▸ TEXTO DE ORIGEN:
La tentación del arbitrismo

El arbitrismo tiene una larga tradición en el pensamiento español, por lo menos desde la época de los Austrias. Ya entonces surgió una pléyade de personas que, ante el desastroso estado de la sociedad y la economía patrias, proponían a la corte remedios sencillos, rápidos e infalibles. En esto consiste el arbitrismo: en propugnar recetas simples y sencillas para problemas complejos. Y de ahí también proviene su atractivo, pues no hay nada más sugerente para el intelecto humano que dar con una solución mágica de los problemas.

Uno de los que podríamos llamar 'tópicos arbitristas recurrentes' en la sociedad española actual es el electoral. Consiste en pensar que una simple modificación de las normas electorales conseguiría producir cambios espectaculares en nuestro panorama político. Es recurrente, por ejemplo, el tópico de las listas desbloqueadas y abiertas como alternativa a las actuales cerradas. Los defensores de esta modificación le atribuyen efectos milagrosos sobre los partidos políticos (que dejarían de ser cotos cerrados de las burocracias) y sobre la actuación de los representantes (que se volvería más cercana y sensible al elector). Sin embargo, estos arbitristas no quieren ver lo que la experiencia española y comparada enseña con rotundidad: que el ciudadano corriente se guía a la hora de votar por su simpatía ideológica partidista, y rehúye el trabajo y la complicación personales que supone componer listas personalizadas, incluso cuando puede hacerlo. Llevamos treinta años de votaciones con la posibilidad de 'panachage' para el Senado, cámara que se elige por listas totalmente abiertas; y la experiencia demuestra que menos de un 2% de los electores hace uso de esta posibilidad. Es decir, que el 98% prefiere votar en bloque la lista que su partido le propone.

▸ CONSIGNA 1: Según el texto sobre el arbitrismo, ¿qué porcentaje de los electores aprovecha la posibilidad de panachage en las votaciones al Senado?
▸ CONSIGNA 2: Prosigue el texto sobre el arbitrismo electoral a partir de su última oración.

▸ ENTRADAS:
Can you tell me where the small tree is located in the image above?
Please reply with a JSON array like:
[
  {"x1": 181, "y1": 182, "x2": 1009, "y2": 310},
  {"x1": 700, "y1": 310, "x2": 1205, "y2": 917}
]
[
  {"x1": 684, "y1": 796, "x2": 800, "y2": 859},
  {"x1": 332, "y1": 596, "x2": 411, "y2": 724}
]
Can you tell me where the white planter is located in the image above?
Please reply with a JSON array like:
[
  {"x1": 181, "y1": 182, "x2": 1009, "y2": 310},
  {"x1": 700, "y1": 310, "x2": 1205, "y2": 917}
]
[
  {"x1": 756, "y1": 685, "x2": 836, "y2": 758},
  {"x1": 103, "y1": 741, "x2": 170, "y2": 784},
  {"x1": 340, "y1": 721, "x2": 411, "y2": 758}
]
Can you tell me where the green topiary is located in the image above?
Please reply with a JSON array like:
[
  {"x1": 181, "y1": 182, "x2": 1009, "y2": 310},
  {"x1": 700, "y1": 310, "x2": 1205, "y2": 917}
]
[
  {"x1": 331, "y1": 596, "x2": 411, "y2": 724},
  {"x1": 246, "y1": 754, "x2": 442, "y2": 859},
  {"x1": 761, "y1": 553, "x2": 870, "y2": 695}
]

▸ RESPUESTA 1: Menos de un 2% de los electores.

▸ RESPUESTA 2:
Otra receta arbitrista, asumida recientemente como propuesta básica por la plataforma en favor de un nuevo partido ciudadano, es la de modificar la Ley Orgánica del Régimen Electoral para conseguir que los partidos nacionalistas no tengan un peso desproporcionado y superior al que numéricamente les corresponde en las cámaras representativas y, de esta forma, no puedan condicionar la política española. En este caso, el arbitrista incurre simultáneamente en una notable distorsión de la verdad electoral, por un lado, y en una notable miopía política por otro.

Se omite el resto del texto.